What this task involves ->
Please output exactly the part of the records below that opens with the line containing "Target: weathered gravestone" and closes with the line containing "Target: bush", both lines included, and nothing else.
------ Task data ------
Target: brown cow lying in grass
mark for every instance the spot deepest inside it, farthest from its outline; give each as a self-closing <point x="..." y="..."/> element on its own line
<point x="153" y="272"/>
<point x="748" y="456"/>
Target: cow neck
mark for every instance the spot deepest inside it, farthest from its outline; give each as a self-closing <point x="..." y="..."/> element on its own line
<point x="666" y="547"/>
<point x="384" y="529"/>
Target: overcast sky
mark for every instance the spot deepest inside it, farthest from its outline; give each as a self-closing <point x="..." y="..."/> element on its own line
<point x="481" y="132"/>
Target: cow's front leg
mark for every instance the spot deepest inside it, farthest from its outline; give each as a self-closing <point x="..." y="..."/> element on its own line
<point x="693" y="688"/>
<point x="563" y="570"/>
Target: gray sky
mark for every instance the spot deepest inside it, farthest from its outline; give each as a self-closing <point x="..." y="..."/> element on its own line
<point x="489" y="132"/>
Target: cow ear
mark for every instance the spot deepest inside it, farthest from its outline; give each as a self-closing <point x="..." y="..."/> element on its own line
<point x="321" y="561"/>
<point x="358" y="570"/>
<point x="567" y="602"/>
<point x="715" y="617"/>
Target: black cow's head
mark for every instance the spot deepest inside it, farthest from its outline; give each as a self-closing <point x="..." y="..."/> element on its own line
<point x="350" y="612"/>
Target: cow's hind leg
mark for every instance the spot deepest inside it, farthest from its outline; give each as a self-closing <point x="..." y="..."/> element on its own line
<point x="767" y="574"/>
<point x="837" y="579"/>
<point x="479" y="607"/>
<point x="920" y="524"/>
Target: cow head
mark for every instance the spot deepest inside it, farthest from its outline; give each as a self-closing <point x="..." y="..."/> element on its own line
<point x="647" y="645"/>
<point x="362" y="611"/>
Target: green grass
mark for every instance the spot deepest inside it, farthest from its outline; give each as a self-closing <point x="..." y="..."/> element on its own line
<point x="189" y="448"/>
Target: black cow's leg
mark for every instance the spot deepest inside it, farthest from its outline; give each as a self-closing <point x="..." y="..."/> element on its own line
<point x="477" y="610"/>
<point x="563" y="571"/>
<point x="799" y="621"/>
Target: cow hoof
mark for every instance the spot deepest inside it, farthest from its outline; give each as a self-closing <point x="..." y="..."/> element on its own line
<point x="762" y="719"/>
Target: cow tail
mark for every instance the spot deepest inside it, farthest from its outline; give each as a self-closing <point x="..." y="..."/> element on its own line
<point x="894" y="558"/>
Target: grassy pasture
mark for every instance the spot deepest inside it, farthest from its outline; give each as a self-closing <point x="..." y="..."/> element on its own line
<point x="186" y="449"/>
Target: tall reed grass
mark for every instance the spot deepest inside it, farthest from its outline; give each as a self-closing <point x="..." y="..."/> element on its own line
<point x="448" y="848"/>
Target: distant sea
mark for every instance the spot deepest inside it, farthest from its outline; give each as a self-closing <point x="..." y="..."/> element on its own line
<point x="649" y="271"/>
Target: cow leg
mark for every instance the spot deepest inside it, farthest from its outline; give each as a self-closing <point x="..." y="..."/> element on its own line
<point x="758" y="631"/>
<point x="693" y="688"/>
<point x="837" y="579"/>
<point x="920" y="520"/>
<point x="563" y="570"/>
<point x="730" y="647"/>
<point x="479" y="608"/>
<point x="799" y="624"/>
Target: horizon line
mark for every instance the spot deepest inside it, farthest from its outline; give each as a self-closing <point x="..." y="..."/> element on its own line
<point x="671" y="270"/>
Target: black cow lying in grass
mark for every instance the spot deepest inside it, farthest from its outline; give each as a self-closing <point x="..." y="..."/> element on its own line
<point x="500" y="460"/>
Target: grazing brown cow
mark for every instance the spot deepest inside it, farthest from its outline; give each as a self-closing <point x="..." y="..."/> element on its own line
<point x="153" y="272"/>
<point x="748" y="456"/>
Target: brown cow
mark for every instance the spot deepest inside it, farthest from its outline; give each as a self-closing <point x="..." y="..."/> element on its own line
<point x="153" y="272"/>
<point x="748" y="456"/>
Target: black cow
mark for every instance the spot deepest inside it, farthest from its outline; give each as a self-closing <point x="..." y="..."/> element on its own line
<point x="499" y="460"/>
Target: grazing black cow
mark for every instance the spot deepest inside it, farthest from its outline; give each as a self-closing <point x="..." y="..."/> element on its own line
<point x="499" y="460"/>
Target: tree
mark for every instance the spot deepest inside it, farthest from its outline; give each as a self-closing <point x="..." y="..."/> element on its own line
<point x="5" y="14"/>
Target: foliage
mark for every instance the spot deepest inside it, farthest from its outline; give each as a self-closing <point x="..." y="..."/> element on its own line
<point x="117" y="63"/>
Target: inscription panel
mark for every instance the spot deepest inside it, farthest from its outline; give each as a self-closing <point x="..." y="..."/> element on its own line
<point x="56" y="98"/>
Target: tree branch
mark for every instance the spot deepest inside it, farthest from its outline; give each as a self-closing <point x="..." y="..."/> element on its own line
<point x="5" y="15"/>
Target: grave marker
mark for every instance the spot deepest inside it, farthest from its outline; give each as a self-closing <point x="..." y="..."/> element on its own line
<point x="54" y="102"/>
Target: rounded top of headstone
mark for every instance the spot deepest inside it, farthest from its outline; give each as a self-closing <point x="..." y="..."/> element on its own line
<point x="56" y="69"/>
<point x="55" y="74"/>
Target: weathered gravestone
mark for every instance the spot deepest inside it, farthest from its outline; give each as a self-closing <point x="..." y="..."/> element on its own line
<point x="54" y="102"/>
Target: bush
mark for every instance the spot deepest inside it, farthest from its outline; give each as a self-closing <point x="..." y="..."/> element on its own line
------
The completed task ->
Target: weathered gravestone
mark for every instance the spot deepest inside it, farthest from its outline; give each as a self-closing <point x="..." y="..."/> element on its own line
<point x="54" y="102"/>
Target: bush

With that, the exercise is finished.